» Data shown:
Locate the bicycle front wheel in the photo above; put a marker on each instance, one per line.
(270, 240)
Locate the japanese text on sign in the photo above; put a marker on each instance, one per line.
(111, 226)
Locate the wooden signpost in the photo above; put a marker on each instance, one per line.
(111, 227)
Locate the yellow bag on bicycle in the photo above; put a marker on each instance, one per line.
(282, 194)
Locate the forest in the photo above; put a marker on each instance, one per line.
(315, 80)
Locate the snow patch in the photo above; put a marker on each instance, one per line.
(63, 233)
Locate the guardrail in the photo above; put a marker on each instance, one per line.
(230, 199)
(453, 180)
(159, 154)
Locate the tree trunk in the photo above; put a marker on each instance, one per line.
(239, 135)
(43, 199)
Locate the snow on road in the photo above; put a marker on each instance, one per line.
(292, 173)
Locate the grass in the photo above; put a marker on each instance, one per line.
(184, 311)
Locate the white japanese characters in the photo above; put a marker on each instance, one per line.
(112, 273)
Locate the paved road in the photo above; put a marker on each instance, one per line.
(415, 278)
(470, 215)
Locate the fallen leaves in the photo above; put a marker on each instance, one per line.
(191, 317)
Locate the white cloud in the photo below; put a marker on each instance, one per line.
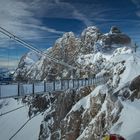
(14, 15)
(137, 3)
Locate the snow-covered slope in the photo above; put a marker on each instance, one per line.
(11, 122)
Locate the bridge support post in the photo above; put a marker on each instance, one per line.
(18, 89)
(33, 89)
(44, 86)
(73, 83)
(61, 84)
(68, 83)
(54, 85)
(77, 83)
(0, 91)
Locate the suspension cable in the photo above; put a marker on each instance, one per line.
(31, 47)
(11, 110)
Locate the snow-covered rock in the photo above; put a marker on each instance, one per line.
(90, 112)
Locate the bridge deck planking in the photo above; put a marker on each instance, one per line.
(21, 89)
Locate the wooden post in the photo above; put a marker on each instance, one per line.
(61, 84)
(44, 86)
(0, 91)
(77, 83)
(54, 85)
(18, 89)
(68, 83)
(73, 82)
(33, 89)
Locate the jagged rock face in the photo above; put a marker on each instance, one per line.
(81, 123)
(89, 36)
(60, 108)
(135, 84)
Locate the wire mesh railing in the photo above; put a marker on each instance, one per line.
(22, 89)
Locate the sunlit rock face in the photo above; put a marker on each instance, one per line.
(68, 48)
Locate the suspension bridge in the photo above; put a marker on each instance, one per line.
(22, 89)
(16, 90)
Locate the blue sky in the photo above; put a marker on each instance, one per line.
(41, 22)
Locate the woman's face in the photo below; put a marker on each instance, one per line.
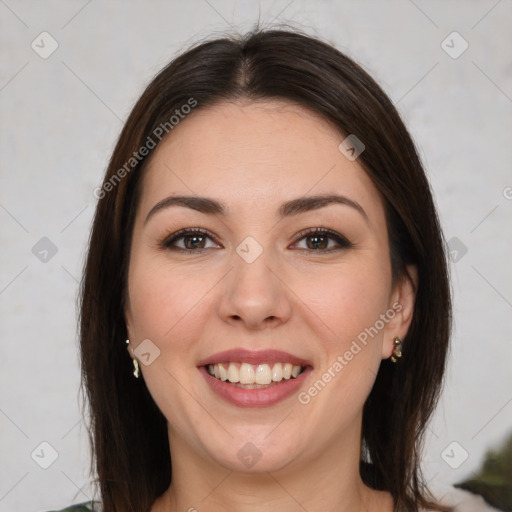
(254, 296)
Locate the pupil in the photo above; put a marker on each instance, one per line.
(316, 240)
(193, 244)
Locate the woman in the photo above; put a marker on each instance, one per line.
(265, 247)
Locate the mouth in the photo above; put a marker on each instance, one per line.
(254, 379)
(250, 376)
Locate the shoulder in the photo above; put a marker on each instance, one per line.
(89, 506)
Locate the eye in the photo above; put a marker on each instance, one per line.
(194, 240)
(317, 240)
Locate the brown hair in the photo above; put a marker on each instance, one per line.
(128, 432)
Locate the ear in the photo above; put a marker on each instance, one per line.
(402, 301)
(128, 322)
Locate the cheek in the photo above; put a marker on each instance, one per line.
(348, 299)
(166, 303)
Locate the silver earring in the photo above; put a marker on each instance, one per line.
(397, 353)
(136, 371)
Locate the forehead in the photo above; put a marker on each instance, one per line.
(255, 154)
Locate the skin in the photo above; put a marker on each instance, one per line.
(253, 157)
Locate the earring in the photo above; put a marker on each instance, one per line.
(136, 371)
(397, 353)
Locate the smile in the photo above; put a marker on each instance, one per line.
(250, 376)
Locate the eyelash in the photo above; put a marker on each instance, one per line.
(343, 242)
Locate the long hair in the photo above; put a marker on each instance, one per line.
(128, 432)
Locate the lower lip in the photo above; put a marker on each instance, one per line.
(262, 397)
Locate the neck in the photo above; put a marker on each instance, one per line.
(328, 482)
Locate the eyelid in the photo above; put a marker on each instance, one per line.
(342, 241)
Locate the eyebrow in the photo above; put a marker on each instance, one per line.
(293, 207)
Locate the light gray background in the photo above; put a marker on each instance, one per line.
(60, 117)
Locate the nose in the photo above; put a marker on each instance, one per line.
(255, 295)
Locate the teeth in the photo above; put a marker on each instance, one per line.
(247, 374)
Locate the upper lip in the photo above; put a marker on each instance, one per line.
(241, 355)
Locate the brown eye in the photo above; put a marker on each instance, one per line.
(189, 240)
(317, 240)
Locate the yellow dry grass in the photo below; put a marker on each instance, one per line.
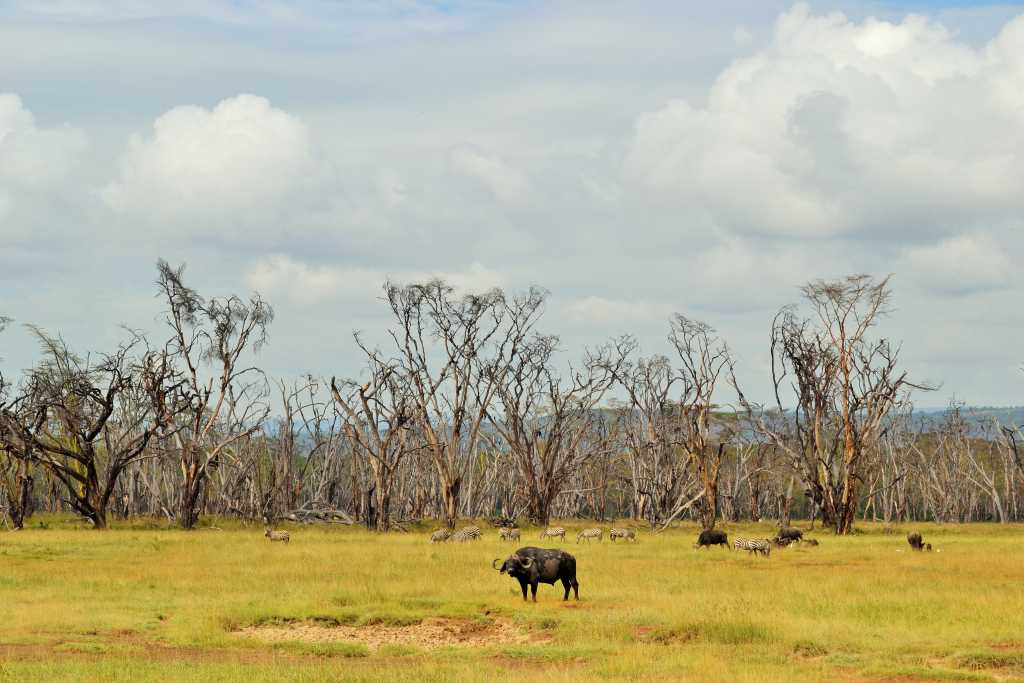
(141, 602)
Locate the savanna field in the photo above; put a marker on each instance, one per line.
(140, 603)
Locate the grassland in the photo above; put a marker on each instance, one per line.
(140, 602)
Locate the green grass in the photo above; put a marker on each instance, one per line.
(142, 602)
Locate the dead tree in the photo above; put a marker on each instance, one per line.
(544, 420)
(441, 339)
(845, 385)
(209, 340)
(651, 430)
(378, 415)
(85, 422)
(15, 466)
(704, 357)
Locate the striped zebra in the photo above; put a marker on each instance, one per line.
(467, 534)
(762, 546)
(553, 532)
(625, 534)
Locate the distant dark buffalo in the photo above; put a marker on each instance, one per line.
(790, 534)
(712, 537)
(539, 565)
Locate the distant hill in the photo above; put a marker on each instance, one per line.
(1013, 415)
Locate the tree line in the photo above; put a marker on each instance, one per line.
(469, 411)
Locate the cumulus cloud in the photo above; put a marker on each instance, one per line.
(228, 169)
(309, 285)
(505, 182)
(839, 127)
(964, 264)
(602, 312)
(36, 164)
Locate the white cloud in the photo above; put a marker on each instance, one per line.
(962, 264)
(230, 169)
(616, 313)
(842, 127)
(505, 182)
(308, 285)
(36, 169)
(33, 158)
(631, 162)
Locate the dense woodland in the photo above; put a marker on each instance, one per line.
(471, 411)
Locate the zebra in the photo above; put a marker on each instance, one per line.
(278, 536)
(762, 546)
(625, 534)
(553, 531)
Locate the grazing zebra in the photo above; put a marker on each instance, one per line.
(284, 537)
(762, 546)
(625, 534)
(553, 531)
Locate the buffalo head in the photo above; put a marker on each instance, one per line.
(513, 564)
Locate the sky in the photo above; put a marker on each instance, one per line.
(635, 159)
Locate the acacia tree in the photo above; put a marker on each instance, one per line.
(378, 416)
(845, 385)
(209, 339)
(85, 422)
(651, 436)
(440, 339)
(15, 465)
(704, 357)
(545, 421)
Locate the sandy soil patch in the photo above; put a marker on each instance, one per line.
(429, 634)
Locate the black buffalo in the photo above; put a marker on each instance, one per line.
(539, 565)
(712, 537)
(790, 534)
(916, 542)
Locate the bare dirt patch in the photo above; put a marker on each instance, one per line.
(429, 634)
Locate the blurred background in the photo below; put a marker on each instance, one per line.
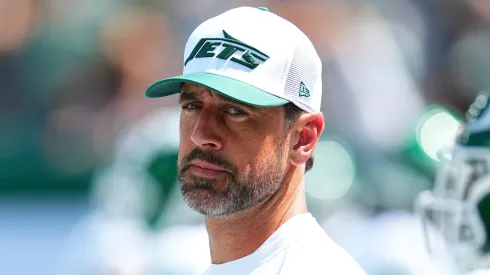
(88, 164)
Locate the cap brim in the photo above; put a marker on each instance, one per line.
(229, 87)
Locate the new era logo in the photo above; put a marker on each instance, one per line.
(303, 91)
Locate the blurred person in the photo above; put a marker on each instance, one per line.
(373, 239)
(250, 121)
(138, 223)
(458, 205)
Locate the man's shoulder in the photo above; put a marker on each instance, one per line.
(479, 272)
(318, 255)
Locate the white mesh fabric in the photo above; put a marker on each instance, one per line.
(305, 68)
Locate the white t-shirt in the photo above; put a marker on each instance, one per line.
(299, 246)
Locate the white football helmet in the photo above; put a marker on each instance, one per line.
(459, 203)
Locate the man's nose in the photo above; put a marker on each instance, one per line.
(206, 132)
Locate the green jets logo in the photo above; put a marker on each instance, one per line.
(303, 91)
(207, 47)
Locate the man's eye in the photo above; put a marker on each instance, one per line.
(235, 111)
(191, 106)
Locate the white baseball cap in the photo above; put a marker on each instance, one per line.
(252, 56)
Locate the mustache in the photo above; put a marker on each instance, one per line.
(209, 157)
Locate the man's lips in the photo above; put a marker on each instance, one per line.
(205, 169)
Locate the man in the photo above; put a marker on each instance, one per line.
(250, 97)
(459, 204)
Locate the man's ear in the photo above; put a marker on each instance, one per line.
(305, 135)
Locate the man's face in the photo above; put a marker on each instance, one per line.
(231, 156)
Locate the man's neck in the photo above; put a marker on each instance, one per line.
(236, 236)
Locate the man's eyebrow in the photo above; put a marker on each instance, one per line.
(186, 95)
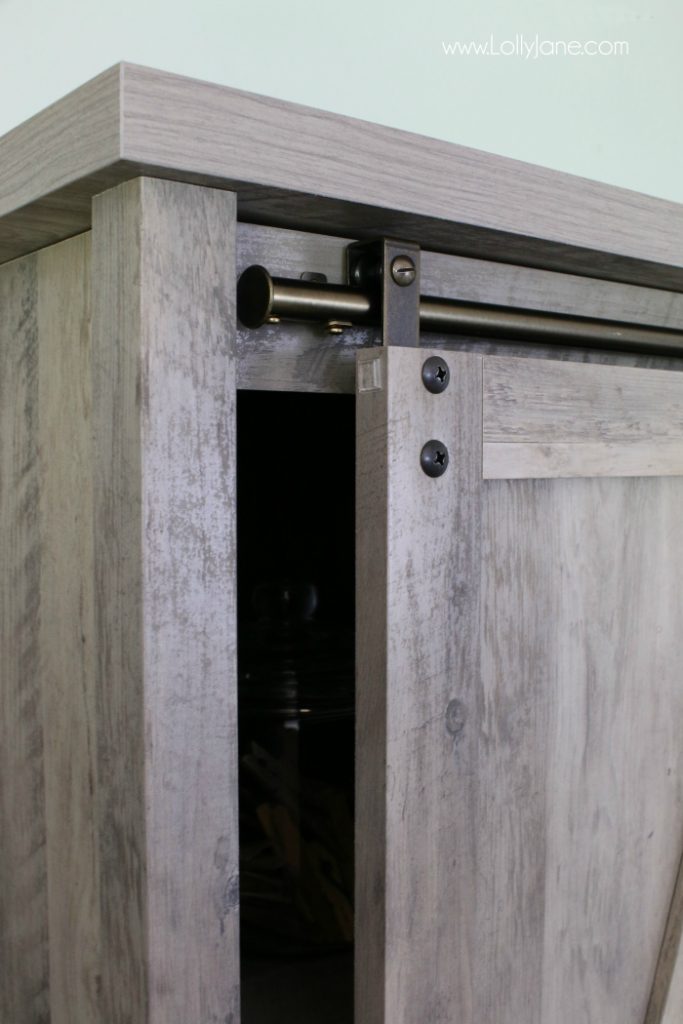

» Problem details: Return the line containing "Locate the man's ear" and every line after it through the end of the records above, exactly and nothing else, but not the pictures.

» Answer to this exercise:
Locate the man's ear in the photo above; put a marker on each instance, one per line.
(305, 135)
Locate the man's face in the photo above; put a marker on each instance, one per line.
(231, 156)
Locate the man's neck in the photo above; put a marker on each instance, one per line.
(236, 236)
Locate the man's eyebrow in the photo above; put a marker on each instance, one per line.
(186, 95)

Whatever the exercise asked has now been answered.